Copy each line in the rows below that contains the string "bowl". Count only matches with the same capitalization.
[Start]
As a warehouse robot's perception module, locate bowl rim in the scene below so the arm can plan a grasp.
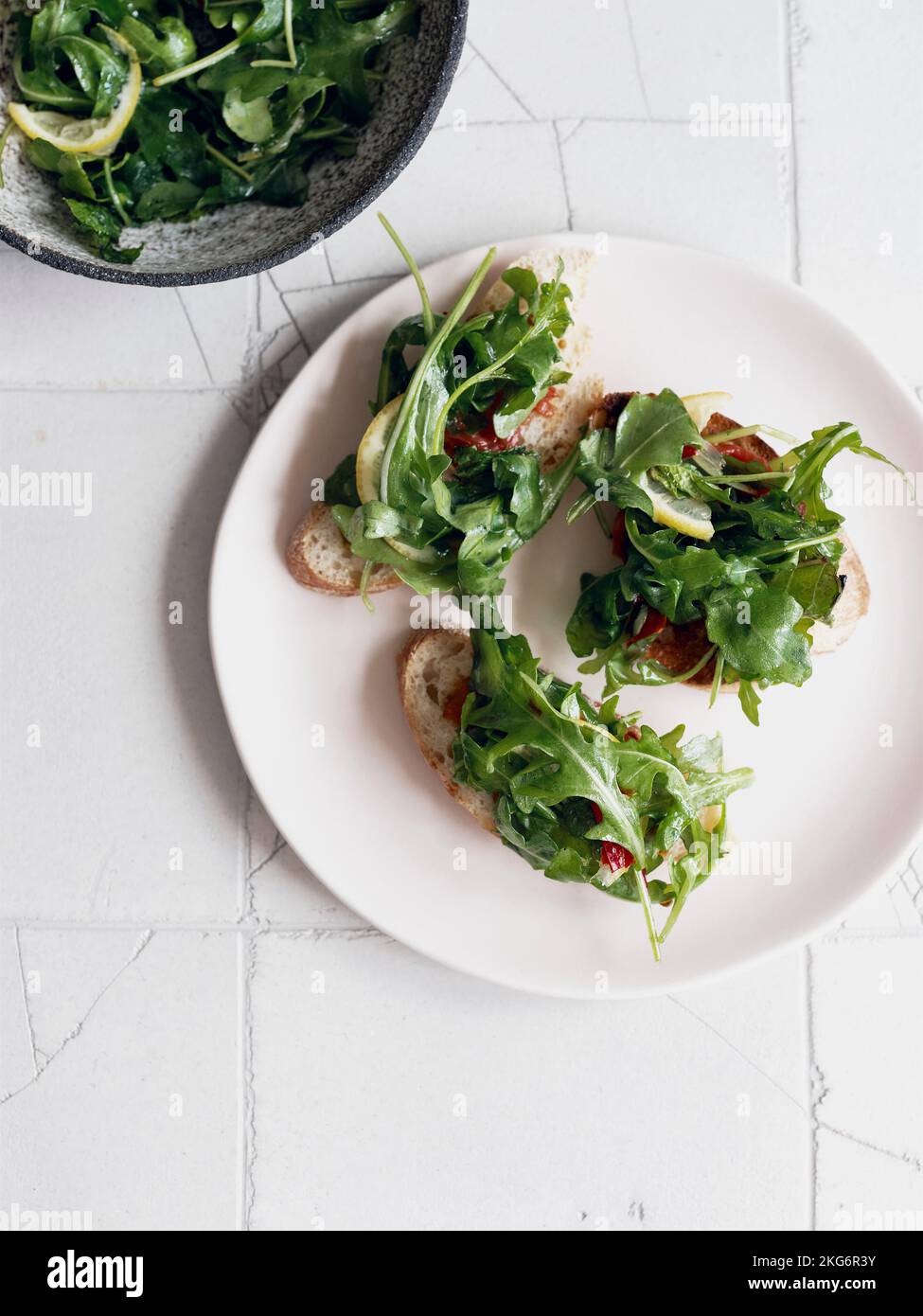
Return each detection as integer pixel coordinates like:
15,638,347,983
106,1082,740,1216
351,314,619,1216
0,0,470,288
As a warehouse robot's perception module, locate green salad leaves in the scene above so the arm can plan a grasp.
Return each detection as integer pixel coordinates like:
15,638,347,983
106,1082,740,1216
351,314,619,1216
454,631,754,959
326,225,578,617
5,0,420,263
567,389,886,724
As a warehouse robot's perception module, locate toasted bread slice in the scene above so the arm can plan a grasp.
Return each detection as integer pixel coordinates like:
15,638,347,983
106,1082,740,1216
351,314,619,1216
398,631,496,831
286,247,602,595
286,503,400,595
647,412,869,694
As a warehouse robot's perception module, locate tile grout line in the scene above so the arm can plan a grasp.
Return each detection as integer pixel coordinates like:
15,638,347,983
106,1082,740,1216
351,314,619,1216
623,0,653,122
778,0,819,1233
0,916,923,946
13,927,38,1077
805,945,821,1233
779,0,802,284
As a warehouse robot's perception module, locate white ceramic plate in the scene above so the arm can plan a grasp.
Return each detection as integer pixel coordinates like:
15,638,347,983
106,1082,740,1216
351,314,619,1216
211,237,923,996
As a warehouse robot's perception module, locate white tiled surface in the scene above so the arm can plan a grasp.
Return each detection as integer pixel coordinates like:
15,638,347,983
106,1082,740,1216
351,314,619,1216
0,0,923,1229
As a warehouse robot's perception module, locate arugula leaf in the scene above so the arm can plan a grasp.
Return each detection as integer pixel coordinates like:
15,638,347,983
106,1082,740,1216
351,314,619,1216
567,405,886,724
64,196,141,264
453,629,752,957
13,0,420,263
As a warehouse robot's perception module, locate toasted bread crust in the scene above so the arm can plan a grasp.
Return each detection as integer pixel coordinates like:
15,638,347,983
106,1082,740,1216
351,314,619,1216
286,503,400,597
398,631,496,831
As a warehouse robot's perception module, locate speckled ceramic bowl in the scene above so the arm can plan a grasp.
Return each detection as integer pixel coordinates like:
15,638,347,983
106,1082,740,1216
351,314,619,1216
0,0,469,286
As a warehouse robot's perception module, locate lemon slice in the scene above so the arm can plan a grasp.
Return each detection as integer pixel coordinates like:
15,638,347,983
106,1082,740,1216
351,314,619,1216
356,394,438,562
680,392,734,435
637,475,715,540
356,394,404,503
7,24,141,155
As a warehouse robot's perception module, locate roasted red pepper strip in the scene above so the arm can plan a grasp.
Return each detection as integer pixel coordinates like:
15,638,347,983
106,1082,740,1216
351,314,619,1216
590,800,634,873
630,608,667,644
715,438,772,471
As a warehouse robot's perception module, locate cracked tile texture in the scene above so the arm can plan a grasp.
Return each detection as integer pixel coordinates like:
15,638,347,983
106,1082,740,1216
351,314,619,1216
0,0,923,1231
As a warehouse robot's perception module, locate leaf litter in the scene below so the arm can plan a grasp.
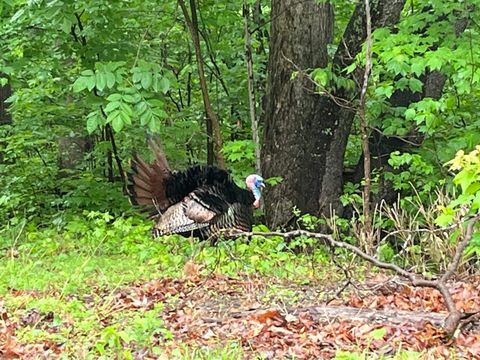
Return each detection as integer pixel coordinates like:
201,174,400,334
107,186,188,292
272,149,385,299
0,263,480,359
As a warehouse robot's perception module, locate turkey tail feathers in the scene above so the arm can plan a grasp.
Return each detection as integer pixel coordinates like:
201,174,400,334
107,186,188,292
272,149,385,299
127,141,172,211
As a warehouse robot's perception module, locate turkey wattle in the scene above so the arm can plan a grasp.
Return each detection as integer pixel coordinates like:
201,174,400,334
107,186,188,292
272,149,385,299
128,143,265,239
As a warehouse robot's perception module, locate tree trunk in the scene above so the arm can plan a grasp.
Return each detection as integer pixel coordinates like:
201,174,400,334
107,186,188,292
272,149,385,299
178,0,225,168
262,0,333,226
262,0,405,226
348,15,469,203
0,74,12,125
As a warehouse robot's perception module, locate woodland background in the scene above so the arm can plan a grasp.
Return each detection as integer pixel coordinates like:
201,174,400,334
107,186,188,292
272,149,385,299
0,0,480,359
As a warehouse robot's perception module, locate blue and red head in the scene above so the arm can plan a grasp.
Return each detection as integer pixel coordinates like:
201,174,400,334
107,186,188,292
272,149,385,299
245,174,265,208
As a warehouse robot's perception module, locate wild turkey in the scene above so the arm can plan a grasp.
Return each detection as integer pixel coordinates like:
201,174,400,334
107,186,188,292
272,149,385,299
128,145,265,239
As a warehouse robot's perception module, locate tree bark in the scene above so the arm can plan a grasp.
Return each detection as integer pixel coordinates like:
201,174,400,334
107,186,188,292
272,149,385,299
262,0,405,226
348,14,469,203
178,0,225,168
262,0,333,226
243,0,262,175
0,74,12,125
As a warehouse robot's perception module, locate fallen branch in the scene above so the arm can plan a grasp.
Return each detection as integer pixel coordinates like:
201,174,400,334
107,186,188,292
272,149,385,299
223,215,480,337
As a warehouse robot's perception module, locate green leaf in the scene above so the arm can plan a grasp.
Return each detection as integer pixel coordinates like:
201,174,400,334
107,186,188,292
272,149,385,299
141,72,153,90
408,78,423,92
105,101,122,113
120,111,132,125
135,101,147,115
412,59,425,76
60,18,72,34
140,108,153,125
453,169,476,193
95,72,107,91
427,56,443,71
72,76,87,92
435,213,453,226
105,72,115,89
85,76,96,91
107,93,122,101
87,116,98,134
112,113,124,132
107,110,120,123
158,77,170,94
148,118,160,134
123,95,137,104
120,103,133,117
405,109,417,120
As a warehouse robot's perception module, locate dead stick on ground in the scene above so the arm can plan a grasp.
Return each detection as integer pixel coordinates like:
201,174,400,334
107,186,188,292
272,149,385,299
224,215,480,336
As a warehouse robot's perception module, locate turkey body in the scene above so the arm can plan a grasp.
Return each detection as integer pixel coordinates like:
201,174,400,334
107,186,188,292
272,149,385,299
128,148,255,239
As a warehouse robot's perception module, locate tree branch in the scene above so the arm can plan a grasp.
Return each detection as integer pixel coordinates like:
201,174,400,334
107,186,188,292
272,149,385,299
223,215,480,336
178,0,225,168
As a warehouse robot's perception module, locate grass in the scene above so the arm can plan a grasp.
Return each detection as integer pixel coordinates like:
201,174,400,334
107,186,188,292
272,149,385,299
0,213,338,359
0,212,458,360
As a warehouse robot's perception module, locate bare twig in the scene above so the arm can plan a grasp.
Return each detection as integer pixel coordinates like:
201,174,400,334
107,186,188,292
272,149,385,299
243,0,261,175
282,53,355,111
223,215,480,336
178,0,225,168
358,0,373,251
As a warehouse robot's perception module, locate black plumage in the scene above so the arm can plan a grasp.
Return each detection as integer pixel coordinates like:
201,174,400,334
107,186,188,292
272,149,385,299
128,145,255,239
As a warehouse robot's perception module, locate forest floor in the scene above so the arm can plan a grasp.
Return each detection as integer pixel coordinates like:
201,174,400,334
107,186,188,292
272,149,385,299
0,224,480,359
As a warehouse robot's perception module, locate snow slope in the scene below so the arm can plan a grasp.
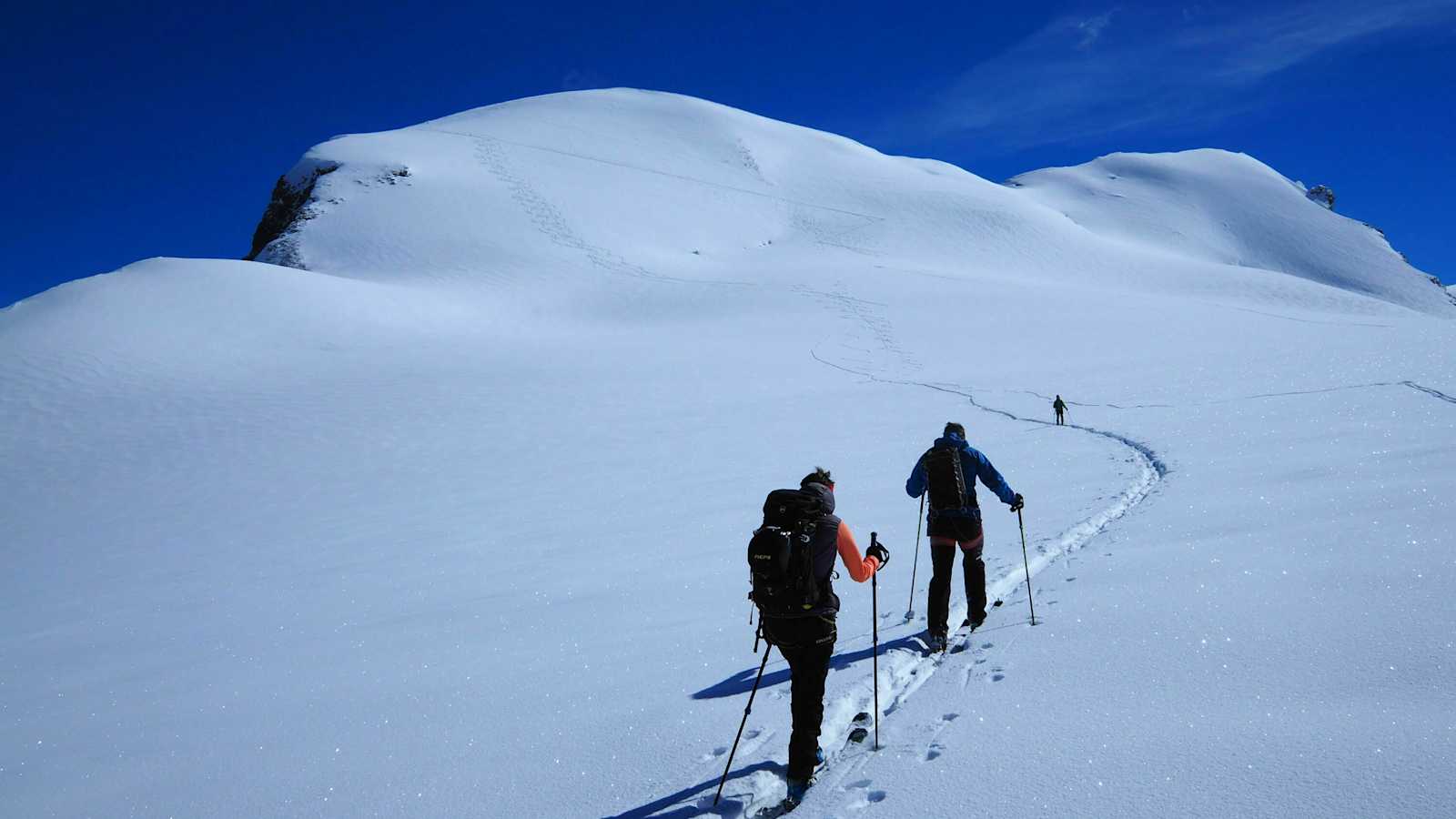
[End]
SOLUTION →
As a warehouse robot's perception module, locate bowl rim in the scene below so the arm can plan a grasp.
As a warehouse robot's perception module, locate speckled ceramic bowl in the scene above so the arm can plan a grasp.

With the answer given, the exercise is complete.